What this task involves:
Pull out every line in the rows that contains the word "drawer" and copy each one.

Available records:
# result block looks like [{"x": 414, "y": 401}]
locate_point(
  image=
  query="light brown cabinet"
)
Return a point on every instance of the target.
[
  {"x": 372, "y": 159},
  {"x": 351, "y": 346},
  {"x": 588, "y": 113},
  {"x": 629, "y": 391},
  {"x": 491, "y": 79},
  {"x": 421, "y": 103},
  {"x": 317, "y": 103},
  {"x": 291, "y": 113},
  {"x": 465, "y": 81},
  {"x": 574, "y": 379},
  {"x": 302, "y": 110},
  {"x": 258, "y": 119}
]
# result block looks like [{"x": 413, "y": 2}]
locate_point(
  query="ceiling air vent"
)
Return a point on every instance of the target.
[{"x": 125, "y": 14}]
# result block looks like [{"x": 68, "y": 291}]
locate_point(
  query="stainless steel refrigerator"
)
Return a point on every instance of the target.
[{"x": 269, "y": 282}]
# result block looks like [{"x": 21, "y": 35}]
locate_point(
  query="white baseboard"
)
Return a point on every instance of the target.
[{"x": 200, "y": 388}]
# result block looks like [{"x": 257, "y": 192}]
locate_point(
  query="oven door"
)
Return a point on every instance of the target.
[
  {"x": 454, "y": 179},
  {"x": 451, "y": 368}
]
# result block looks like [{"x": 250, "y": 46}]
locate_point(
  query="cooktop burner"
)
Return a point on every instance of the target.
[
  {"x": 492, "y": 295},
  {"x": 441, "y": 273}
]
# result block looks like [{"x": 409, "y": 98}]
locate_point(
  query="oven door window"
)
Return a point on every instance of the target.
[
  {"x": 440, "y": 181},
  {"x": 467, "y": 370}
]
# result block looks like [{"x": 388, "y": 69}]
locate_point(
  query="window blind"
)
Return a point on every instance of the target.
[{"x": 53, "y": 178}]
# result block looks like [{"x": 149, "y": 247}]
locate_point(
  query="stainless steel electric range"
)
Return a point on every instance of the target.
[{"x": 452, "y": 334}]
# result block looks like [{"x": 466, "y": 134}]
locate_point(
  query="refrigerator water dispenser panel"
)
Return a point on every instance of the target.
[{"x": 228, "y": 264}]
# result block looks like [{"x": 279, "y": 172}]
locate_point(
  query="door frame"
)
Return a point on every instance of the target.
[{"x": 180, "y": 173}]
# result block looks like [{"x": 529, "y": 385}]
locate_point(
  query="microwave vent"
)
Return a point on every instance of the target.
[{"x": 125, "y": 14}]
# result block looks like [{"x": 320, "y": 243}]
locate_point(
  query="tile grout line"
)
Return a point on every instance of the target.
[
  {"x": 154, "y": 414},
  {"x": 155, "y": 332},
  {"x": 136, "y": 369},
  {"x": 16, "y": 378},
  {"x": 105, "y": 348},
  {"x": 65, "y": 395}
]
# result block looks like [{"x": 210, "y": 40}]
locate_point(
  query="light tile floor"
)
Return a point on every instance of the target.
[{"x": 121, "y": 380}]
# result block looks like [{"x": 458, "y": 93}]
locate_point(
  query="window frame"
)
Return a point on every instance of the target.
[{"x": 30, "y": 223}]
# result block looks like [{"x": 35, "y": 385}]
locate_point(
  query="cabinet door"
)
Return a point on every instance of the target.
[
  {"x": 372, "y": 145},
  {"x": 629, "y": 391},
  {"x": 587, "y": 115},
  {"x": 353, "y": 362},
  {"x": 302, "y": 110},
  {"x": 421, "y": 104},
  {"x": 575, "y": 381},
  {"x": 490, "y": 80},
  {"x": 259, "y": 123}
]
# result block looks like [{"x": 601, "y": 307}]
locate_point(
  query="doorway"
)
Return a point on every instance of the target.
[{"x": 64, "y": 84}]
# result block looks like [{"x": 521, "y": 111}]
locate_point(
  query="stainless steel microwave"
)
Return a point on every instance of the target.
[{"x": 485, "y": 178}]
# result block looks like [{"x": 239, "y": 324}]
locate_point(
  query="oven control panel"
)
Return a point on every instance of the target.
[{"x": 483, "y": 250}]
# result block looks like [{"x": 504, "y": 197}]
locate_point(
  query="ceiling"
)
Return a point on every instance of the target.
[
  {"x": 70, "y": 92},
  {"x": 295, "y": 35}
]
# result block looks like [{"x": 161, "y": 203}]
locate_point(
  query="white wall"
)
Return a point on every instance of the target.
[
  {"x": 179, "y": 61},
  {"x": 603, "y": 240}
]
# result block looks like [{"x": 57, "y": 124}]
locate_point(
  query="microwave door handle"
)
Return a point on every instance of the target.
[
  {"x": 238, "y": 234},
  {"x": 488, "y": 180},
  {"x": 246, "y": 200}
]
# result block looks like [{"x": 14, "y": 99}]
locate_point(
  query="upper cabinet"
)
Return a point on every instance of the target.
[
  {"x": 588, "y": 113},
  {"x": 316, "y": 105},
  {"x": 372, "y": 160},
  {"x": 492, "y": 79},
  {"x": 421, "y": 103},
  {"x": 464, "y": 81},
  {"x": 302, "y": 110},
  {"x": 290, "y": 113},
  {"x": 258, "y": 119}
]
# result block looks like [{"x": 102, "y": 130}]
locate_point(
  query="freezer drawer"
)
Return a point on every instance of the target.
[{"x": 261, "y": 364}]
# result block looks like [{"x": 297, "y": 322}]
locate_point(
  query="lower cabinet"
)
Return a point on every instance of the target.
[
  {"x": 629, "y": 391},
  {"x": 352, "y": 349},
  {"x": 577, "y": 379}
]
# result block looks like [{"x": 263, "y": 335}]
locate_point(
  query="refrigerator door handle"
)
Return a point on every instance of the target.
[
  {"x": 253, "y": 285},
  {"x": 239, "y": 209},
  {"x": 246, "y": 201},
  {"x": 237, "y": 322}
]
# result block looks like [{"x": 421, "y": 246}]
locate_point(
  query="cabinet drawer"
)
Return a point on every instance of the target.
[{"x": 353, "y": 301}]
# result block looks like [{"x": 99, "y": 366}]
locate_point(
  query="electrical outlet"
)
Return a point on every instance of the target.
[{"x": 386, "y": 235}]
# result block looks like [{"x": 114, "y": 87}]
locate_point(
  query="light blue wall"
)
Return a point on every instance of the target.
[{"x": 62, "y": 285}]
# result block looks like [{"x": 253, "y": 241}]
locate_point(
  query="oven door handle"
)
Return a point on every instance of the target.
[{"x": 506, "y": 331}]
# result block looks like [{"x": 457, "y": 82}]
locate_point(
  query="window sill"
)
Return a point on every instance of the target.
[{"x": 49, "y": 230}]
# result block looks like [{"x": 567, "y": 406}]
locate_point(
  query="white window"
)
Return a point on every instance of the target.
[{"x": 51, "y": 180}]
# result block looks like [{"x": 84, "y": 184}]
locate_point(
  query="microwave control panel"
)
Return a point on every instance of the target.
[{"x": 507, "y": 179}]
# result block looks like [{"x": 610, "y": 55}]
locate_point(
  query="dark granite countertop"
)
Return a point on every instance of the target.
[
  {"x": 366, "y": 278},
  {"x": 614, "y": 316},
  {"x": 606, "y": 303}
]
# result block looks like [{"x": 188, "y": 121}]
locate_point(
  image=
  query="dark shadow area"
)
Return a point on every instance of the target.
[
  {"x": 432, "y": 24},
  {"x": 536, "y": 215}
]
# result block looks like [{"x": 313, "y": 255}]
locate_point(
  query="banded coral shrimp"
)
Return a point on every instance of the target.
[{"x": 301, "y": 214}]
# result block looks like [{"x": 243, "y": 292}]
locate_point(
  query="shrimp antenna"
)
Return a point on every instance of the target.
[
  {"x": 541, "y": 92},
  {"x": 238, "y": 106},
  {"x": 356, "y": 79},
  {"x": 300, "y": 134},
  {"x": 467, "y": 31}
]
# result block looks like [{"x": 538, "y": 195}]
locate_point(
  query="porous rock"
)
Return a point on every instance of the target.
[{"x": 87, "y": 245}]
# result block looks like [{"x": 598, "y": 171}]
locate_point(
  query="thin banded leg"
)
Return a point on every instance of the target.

Final result:
  query="freezer drawer"
  query="cabinet drawer"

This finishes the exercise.